# Directions:
Copy the entries word for word, from the line containing "Expected: one point per instance of the crown" through the end of the entries, both ends included, and leave out the pictures.

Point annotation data
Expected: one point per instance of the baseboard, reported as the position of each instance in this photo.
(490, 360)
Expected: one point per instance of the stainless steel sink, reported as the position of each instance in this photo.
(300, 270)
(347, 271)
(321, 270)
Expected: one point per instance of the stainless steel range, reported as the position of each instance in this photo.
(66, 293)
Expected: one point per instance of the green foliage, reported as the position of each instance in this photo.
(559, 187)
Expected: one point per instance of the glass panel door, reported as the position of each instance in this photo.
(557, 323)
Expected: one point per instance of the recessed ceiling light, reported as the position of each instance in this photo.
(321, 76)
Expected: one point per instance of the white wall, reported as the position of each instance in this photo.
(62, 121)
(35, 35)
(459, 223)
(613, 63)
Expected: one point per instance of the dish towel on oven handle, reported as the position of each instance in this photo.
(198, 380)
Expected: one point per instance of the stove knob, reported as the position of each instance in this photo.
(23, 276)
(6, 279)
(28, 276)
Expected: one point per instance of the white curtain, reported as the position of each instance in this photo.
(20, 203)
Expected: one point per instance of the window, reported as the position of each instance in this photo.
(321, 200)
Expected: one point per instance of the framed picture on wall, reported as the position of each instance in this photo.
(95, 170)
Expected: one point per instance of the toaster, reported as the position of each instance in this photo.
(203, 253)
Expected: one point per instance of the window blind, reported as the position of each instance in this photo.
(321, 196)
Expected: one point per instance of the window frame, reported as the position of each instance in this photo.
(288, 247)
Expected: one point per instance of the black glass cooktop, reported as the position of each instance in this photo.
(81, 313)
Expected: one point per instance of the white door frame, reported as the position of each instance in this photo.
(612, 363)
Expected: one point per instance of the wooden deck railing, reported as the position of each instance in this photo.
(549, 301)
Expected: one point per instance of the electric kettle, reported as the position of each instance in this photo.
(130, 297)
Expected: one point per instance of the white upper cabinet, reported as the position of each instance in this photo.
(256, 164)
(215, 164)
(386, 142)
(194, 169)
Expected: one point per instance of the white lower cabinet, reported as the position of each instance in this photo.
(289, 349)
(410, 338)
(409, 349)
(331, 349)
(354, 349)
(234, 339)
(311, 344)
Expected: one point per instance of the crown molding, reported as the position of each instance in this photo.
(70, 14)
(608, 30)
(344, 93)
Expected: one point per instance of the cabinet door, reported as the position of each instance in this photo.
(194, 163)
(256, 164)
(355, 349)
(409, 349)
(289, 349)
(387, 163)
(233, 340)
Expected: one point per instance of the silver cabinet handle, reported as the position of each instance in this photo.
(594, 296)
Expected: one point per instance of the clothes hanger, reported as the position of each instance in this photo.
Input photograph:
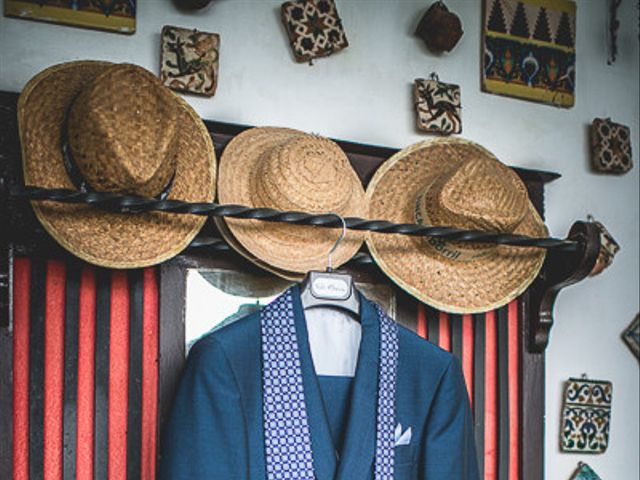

# Exercise output:
Expected: one point per instance of the crown molding, reported as the position of each instance in this photo.
(70, 14)
(608, 30)
(344, 93)
Expected: one point per instance of the cabinet door, reported as the position of each instance in this photo.
(194, 163)
(256, 164)
(355, 349)
(409, 349)
(289, 349)
(387, 163)
(233, 340)
Expected: one point per instance of the silver cabinet handle, reported as the position of each instance in this photo.
(594, 296)
Expected: one point per instance of the clothes hanger, reported as the position of each instance in this photo.
Input photograph:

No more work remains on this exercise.